Challenge 1 | From the passage on consequential loss, extract verbatim the part that opens with the words containing "To reject the" and closes with "of that case.".

In its recent decision in Regional Power Corporation v Pacific Hydro Group Two Pty Ltd [No 2] [2013] WASC 356, the Western Australian Supreme Court has rejected both the approach to the construction of the words Consequential Loss adopted by the courts in England and the approach adopted by the Victorian Court of Appeal in Environmental Systems Pty Ltd v Peerless Holdings Pty Ltd (2008) 19 VR 358; [2008] VSCA 26, saying at [96] – [97]:  

To reject the rigid construction approach towards the term 'consequential loss' predicated upon a conceptual inappropriateness of invoking the Hadley v Baxendale dichotomy as to remoteness of loss, only then to replace that approach by a rigid touchstone of the 'normal measure of damages' and which always automatically eliminates profits lost and expenses incurred, would pose equivalent conceptual difficulties. Accordingly, I doubt whether the [93] observations in Environmental Systems were intended to carry any general applicability towards establishing a rigid new construction principle for limitation clauses going much beyond the presenting circumstances of that case.

…on my assessment, is the correct approach to a limitation or exclusion clause required by Darlington Futures Ltd v Delco Australia Pty Ltd, as recently applied by the Western Australia Court of Appeal in Electricity Generation Corporation t/as Verve Energy v Woodside Energy Ltd [38], [42] (McLure P), [138], [140] (Murphy JA).

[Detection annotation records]
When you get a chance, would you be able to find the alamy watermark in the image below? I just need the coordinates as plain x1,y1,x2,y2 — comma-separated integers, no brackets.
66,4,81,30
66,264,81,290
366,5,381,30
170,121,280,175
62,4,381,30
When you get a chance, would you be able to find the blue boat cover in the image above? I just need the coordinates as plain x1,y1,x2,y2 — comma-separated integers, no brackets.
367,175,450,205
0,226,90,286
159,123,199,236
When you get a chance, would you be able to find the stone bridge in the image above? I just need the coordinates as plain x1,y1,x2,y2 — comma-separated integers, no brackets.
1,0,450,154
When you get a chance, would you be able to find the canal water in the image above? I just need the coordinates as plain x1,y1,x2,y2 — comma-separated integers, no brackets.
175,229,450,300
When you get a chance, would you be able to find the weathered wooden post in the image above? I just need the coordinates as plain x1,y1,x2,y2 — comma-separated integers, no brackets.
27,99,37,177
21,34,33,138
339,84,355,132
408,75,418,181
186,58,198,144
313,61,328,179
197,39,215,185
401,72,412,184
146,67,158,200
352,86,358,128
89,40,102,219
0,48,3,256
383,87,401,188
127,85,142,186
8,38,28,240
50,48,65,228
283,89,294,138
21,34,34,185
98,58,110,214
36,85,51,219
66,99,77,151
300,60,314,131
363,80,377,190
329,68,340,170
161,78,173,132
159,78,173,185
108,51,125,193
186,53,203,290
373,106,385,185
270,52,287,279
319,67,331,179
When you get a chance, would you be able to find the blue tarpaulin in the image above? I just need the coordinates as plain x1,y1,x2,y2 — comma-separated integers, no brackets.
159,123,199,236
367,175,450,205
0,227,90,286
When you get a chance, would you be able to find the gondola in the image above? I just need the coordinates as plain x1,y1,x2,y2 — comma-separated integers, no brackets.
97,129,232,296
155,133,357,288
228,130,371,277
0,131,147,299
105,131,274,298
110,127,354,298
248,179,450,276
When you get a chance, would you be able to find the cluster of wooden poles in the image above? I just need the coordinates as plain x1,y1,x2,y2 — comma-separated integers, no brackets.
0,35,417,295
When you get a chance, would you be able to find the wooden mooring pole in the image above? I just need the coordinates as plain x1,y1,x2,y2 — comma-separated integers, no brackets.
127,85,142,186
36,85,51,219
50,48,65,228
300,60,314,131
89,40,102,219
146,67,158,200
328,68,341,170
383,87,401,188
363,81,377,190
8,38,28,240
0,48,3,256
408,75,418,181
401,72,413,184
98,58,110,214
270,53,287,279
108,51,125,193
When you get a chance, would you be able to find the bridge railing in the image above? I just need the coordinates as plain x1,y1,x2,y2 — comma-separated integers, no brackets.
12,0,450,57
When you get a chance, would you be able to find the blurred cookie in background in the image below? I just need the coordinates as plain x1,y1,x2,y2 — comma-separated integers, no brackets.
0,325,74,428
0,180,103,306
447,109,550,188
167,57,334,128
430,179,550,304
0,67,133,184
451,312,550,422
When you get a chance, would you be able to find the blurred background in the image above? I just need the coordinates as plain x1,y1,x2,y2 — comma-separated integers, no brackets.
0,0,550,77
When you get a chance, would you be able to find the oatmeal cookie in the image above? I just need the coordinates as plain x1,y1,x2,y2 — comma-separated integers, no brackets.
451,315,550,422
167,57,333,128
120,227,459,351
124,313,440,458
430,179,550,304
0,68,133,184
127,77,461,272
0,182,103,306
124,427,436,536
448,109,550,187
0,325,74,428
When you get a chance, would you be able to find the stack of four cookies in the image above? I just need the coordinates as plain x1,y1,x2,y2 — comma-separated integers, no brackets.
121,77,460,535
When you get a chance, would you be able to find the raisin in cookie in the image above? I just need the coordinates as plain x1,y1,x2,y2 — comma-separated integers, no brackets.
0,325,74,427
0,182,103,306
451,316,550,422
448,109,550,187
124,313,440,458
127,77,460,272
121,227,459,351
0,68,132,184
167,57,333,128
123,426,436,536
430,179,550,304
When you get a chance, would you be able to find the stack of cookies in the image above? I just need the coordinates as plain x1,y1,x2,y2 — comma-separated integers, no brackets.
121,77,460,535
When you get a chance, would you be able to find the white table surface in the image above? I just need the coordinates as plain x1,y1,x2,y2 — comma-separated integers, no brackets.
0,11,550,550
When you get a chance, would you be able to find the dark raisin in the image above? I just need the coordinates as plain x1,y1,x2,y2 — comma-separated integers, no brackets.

Challenge 2 | In the records, switch "canal water" to "river water" in the part that opens with the line containing "find the canal" and closes with the line containing "175,229,450,300", leaving everything else unchanged, and return only those lines.

Correct output 1 |
To reject the rigid construction approach towards the term 'consequential loss' predicated upon a conceptual inappropriateness of invoking the Hadley v Baxendale dichotomy as to remoteness of loss, only then to replace that approach by a rigid touchstone of the 'normal measure of damages' and which always automatically eliminates profits lost and expenses incurred, would pose equivalent conceptual difficulties. Accordingly, I doubt whether the [93] observations in Environmental Systems were intended to carry any general applicability towards establishing a rigid new construction principle for limitation clauses going much beyond the presenting circumstances of that case.

Correct output 2 |
When you get a chance, would you be able to find the river water in the image above? I just need the coordinates as plain x1,y1,x2,y2 — comma-separated integers, no brackets.
175,229,450,300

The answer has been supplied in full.